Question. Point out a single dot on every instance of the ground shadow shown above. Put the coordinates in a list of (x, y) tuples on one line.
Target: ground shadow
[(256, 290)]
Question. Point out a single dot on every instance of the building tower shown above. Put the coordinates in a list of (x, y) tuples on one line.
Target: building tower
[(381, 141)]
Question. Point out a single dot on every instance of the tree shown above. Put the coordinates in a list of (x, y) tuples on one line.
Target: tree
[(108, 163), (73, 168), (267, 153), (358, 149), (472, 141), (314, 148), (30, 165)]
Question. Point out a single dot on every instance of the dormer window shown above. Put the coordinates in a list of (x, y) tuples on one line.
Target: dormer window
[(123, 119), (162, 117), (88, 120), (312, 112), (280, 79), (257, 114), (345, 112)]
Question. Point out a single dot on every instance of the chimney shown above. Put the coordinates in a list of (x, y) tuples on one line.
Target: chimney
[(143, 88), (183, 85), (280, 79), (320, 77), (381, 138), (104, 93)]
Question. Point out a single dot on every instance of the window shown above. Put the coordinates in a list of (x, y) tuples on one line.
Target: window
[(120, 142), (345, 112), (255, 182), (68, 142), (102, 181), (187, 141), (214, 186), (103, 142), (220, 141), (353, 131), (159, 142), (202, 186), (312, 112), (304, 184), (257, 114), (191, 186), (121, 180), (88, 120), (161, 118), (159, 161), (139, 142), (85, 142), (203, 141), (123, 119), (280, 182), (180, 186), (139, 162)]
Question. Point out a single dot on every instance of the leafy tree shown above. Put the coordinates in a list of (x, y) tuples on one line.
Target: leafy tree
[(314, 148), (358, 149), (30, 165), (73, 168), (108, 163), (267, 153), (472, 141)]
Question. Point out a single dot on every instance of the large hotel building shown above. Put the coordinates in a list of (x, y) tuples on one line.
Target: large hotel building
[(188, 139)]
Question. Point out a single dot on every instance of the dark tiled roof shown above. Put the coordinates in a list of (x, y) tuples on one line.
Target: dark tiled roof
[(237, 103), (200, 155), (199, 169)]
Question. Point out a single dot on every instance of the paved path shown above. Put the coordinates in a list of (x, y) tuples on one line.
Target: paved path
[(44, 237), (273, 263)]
+===+
What the exercise asks - Copy out the material above in its entirety. Every detail must match.

Answer section -
Question. Point out a single dot on every instance of the ground shadow shown above. Put the coordinates in a list of (x, y) tuples on one line.
Target: ground shadow
[(256, 290)]
Question. Point out a single dot on every instance of the building tower shown above. Put the coordinates in a list of (x, y) tuples on one line.
Target: building tower
[(381, 141)]
Question. Point out a single dot on every instance of the tree shown above. Put the coordinates in a list of (x, y) tuples on one line.
Target: tree
[(108, 163), (73, 168), (267, 153), (358, 149), (472, 141), (314, 148), (30, 165)]
Question. Point out a single dot on every instance of the dormer window shown above. Put the coordinates in a list of (x, y) tuples on one line.
Target: dormer window
[(123, 119), (162, 117), (88, 120), (312, 112), (280, 79), (257, 114), (345, 112)]
Question. Point out a single dot on every instance of the chimney shown above. Put the coordinates in a list of (x, y) tuples on one line.
Target: chimney
[(143, 88), (183, 85), (280, 79), (320, 77), (381, 138), (104, 93)]
Question. Point out a single dot on every instance of the window shown above. Put the coordinates in a list of (x, y) tuples on one line.
Target: window
[(120, 142), (345, 112), (255, 182), (68, 142), (102, 181), (187, 141), (214, 186), (103, 142), (220, 141), (353, 131), (159, 142), (202, 186), (312, 112), (304, 184), (257, 114), (191, 186), (121, 180), (88, 120), (161, 118), (159, 161), (139, 142), (85, 142), (203, 141), (123, 119), (280, 182), (180, 186), (139, 162)]
Question. Point out a single dot on every instance of the leafy tree shown above. Put the coordinates in a list of (x, y) tuples on one line.
Target: leafy tree
[(314, 148), (358, 149), (30, 165), (73, 168), (108, 163), (267, 153), (472, 141)]
Question. Point out a single dot on every instance of the large hotel building shown above. Put the coordinates in a list of (x, y) tuples on one line.
Target: large hotel building
[(188, 139)]
Question. Point out a single dot on every instance of the dark tiled roof shown above. Put the coordinates in a list of (x, y) tuples on one line.
Target: dark tiled roof
[(237, 103), (200, 155), (199, 169)]
Question. Point out a single dot on every instance of the paved path shown above. Put the coordinates in a list of (x, y) tuples on one line.
Target: paved path
[(44, 237), (273, 263)]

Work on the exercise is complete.